- Task brief: Please count the lines in the data below that contain the word "wall". Reply with only the number.

- Provided material:
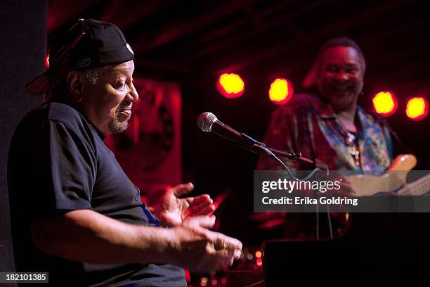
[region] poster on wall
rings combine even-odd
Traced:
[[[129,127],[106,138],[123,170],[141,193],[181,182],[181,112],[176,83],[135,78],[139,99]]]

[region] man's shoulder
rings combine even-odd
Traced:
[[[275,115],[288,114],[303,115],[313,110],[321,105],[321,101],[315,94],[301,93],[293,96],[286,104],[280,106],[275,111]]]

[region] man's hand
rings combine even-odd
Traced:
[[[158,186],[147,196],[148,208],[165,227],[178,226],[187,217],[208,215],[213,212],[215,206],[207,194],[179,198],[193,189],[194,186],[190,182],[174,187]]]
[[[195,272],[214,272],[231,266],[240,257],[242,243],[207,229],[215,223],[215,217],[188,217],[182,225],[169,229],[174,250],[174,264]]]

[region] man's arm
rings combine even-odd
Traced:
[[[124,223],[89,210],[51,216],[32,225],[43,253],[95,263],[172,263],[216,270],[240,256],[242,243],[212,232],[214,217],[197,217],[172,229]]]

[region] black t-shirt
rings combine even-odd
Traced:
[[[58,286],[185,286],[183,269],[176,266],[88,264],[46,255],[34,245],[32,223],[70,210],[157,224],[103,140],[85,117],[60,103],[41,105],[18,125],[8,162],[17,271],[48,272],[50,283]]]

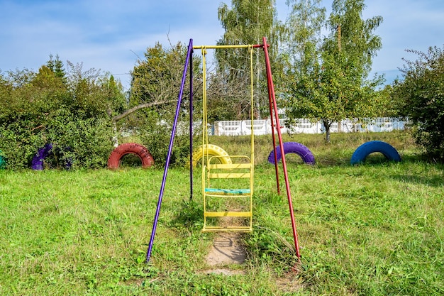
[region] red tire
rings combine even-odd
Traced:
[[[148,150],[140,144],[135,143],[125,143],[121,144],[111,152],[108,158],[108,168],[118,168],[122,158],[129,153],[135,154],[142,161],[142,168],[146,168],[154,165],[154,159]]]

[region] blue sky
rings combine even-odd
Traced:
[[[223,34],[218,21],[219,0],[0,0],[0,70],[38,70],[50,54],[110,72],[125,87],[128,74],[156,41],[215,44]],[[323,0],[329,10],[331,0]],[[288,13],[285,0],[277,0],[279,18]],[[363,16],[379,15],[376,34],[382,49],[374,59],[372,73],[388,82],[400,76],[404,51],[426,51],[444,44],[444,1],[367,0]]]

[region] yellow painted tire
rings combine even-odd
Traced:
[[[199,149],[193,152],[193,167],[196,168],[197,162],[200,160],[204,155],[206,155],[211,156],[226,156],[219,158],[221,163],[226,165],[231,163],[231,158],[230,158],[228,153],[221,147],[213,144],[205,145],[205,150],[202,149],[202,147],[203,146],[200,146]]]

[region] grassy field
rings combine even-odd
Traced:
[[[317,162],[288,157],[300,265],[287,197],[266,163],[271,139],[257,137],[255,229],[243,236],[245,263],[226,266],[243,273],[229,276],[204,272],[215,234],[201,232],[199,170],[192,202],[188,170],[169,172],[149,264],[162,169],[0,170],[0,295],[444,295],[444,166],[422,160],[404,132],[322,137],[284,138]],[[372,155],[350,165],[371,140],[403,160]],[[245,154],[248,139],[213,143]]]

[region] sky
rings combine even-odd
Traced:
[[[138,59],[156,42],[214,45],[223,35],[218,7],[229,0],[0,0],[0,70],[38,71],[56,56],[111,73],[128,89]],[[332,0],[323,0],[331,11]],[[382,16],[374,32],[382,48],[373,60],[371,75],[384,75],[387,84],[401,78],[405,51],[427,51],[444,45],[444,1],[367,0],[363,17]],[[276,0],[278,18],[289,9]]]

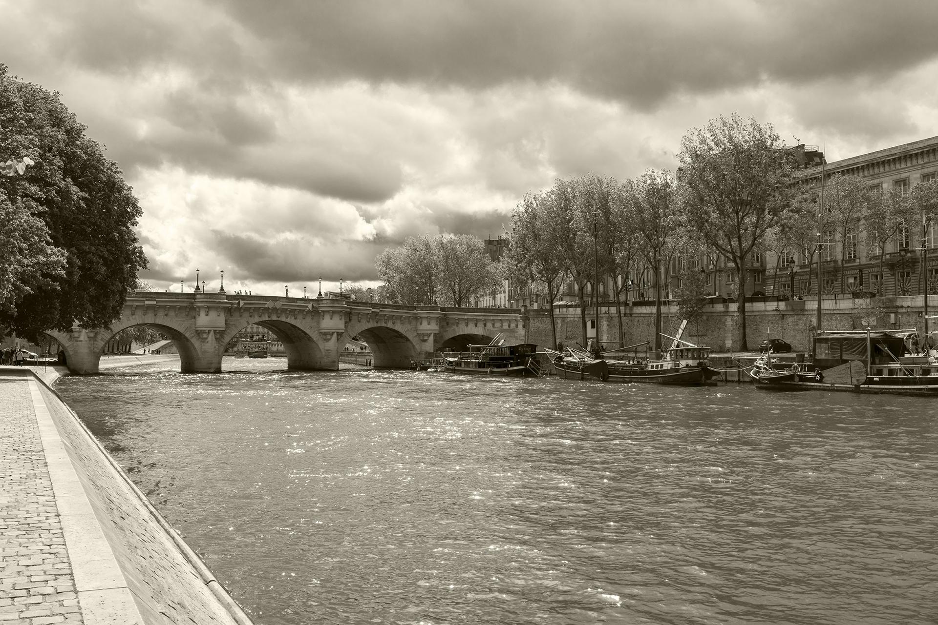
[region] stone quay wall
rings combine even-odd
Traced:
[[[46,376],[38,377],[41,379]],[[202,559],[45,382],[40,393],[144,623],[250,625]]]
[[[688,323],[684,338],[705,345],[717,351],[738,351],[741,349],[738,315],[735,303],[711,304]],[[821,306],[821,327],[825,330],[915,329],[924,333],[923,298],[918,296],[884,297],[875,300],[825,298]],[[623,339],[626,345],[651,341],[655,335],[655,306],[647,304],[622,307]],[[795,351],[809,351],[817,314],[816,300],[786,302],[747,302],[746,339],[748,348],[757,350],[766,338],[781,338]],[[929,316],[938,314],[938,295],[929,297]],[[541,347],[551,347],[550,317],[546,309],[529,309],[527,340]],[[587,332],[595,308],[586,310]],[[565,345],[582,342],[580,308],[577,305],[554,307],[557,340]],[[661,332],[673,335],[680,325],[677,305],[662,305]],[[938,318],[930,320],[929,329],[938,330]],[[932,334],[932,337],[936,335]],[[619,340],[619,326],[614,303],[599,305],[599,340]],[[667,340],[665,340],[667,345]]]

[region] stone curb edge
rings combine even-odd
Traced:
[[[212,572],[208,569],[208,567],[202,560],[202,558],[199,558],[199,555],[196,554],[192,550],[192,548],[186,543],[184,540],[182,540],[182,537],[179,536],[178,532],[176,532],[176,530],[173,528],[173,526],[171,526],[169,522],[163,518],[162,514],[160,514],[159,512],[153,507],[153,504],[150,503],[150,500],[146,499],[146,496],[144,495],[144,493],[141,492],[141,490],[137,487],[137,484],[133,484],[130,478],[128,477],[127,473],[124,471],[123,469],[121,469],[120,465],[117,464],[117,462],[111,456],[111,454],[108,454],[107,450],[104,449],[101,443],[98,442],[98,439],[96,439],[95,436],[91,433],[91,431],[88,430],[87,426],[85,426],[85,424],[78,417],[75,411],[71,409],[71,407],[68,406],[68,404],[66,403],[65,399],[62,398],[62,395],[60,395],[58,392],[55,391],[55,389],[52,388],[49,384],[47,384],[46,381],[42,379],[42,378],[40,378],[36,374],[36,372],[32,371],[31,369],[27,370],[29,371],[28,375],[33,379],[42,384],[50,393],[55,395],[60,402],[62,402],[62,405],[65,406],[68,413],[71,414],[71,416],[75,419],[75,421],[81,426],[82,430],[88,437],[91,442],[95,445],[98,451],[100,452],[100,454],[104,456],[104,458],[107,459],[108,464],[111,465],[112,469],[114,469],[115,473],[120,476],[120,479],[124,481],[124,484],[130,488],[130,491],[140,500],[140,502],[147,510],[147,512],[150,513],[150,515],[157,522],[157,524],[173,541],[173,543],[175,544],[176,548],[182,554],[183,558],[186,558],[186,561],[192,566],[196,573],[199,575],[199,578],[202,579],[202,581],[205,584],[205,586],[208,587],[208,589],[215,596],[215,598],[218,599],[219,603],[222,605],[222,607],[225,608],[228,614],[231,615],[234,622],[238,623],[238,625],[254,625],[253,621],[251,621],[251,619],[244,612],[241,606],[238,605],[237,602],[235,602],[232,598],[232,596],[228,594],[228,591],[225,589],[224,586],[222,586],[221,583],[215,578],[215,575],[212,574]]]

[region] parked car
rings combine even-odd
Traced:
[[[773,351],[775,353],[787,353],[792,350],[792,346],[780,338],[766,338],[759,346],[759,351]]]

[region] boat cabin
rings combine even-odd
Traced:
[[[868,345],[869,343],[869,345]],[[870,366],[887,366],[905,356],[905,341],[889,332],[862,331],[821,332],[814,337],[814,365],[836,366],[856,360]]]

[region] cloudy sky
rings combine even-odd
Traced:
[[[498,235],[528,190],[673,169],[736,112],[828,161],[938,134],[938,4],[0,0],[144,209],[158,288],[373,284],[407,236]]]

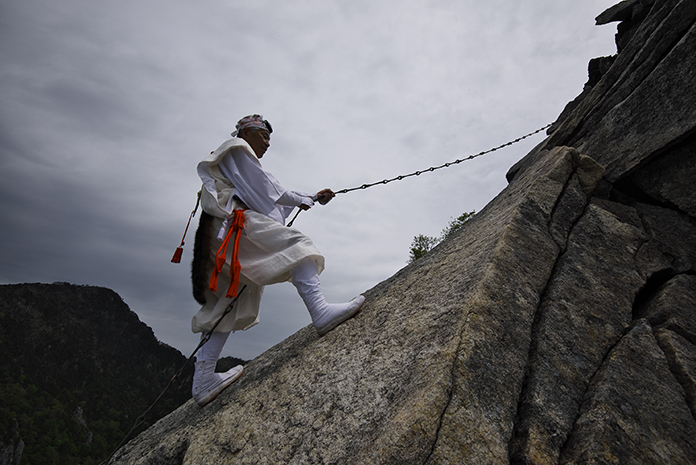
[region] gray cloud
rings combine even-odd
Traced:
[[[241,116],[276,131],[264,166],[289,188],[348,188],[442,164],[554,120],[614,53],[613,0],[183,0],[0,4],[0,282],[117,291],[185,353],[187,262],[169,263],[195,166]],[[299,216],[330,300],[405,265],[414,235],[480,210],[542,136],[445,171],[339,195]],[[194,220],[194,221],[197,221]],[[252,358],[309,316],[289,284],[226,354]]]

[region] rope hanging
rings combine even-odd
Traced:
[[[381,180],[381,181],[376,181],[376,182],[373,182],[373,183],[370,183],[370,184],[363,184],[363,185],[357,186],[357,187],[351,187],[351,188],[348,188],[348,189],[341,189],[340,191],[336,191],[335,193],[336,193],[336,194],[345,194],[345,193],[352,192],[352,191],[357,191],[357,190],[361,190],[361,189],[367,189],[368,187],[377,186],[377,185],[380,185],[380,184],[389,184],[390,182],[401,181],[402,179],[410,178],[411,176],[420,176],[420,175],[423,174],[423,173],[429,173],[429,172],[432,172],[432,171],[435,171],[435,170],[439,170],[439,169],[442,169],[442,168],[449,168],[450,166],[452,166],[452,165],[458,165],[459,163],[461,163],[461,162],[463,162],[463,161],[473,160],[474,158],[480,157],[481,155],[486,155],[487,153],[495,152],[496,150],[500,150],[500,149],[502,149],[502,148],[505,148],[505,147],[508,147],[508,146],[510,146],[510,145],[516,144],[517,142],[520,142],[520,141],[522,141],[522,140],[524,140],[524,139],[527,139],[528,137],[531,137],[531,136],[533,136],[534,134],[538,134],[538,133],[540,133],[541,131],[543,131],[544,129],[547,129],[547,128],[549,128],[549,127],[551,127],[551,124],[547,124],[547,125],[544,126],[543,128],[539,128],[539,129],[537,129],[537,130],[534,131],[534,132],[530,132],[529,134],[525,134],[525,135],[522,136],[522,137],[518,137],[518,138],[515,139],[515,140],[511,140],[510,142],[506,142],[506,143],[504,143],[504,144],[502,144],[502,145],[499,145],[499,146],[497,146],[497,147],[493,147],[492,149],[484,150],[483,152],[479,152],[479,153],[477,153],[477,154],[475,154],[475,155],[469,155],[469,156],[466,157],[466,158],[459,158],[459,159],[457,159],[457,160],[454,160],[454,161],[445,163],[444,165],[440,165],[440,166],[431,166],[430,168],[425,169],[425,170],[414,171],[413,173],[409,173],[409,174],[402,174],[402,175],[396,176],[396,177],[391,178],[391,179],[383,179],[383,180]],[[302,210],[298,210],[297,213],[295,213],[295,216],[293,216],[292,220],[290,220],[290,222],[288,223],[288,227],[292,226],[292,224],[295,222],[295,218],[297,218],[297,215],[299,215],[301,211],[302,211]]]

- Answer to the task: 2